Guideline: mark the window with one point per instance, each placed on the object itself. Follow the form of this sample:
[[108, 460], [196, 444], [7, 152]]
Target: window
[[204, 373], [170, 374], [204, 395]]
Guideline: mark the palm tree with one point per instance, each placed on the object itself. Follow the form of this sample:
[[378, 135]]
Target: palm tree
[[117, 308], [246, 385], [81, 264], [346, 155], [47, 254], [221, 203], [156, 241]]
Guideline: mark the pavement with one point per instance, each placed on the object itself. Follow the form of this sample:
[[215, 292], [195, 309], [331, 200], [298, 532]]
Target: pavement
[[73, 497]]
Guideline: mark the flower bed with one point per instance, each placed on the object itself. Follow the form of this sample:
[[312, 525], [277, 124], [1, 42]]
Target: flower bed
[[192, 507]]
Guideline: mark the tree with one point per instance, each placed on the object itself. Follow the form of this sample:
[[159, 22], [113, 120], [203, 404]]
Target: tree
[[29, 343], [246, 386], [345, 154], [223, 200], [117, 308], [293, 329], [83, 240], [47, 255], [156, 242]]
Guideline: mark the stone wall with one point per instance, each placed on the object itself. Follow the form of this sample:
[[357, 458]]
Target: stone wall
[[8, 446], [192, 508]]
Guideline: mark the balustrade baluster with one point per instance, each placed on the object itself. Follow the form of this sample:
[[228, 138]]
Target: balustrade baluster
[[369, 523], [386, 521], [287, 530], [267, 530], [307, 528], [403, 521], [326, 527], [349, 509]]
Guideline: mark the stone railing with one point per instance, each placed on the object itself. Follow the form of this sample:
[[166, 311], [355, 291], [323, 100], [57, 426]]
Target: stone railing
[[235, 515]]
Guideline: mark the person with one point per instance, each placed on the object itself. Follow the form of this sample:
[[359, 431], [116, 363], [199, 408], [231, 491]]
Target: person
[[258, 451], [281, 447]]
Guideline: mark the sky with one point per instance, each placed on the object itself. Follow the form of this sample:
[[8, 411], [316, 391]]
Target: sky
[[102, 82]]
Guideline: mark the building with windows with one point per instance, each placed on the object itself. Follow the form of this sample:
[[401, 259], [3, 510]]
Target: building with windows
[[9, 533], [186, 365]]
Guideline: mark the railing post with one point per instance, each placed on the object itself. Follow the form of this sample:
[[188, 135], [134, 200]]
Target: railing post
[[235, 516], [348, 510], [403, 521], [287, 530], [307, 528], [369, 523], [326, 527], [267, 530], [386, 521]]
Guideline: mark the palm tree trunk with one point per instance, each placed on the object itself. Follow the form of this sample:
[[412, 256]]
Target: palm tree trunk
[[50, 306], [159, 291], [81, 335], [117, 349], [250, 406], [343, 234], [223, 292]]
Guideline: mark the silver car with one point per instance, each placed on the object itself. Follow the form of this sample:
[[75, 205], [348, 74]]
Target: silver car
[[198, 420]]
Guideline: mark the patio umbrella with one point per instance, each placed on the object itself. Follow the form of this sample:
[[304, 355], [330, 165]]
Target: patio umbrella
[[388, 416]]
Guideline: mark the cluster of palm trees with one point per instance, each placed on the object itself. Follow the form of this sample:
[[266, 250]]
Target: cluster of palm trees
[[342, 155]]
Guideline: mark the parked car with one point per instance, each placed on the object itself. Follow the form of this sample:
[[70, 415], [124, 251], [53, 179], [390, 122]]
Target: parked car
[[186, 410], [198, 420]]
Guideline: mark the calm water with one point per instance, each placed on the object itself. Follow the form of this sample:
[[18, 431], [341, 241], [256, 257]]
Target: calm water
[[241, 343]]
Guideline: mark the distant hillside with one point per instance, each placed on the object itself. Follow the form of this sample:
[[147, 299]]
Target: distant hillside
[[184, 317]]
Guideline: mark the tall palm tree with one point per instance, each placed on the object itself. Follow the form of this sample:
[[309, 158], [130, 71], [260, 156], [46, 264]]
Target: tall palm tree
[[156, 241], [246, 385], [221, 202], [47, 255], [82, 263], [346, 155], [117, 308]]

YOUR GOAL ->
Can you repeat every line, starting with the line that contains "Guideline: mark the tree" and going on through the line that contains "[[235, 515]]", adding -84 to each point coordinate in the answers and leaving all other numbers unchanged?

EXPECTED ANSWER ->
Guideline: mark the tree with one point per instance, each placed on the object itself. Follow the form of this sample:
[[159, 22], [113, 120], [203, 404]]
Target: tree
[[-55, 259], [162, 302], [261, 70], [139, 116], [33, 224], [209, 245], [-1, 156], [-37, 171], [72, 158]]
Guideline: mark the stone wall with one point per instance, each placed on the object itself. Follow the form of this sample:
[[357, 458]]
Target: stone wall
[[-76, 362], [108, 424]]
Guideline: mark the balustrade baluster with one point per instance, each placed on the object itself. Follow the form of this sample:
[[228, 138]]
Target: balustrade baluster
[[285, 439], [302, 437], [203, 446], [183, 446], [223, 444], [319, 437], [242, 443], [265, 425]]
Guideline: mark the stone railing with one point per instance, each placed on the object itself. Follow the form of this sample:
[[166, 311], [355, 291], [323, 100], [57, 426]]
Target: stone railing
[[151, 431]]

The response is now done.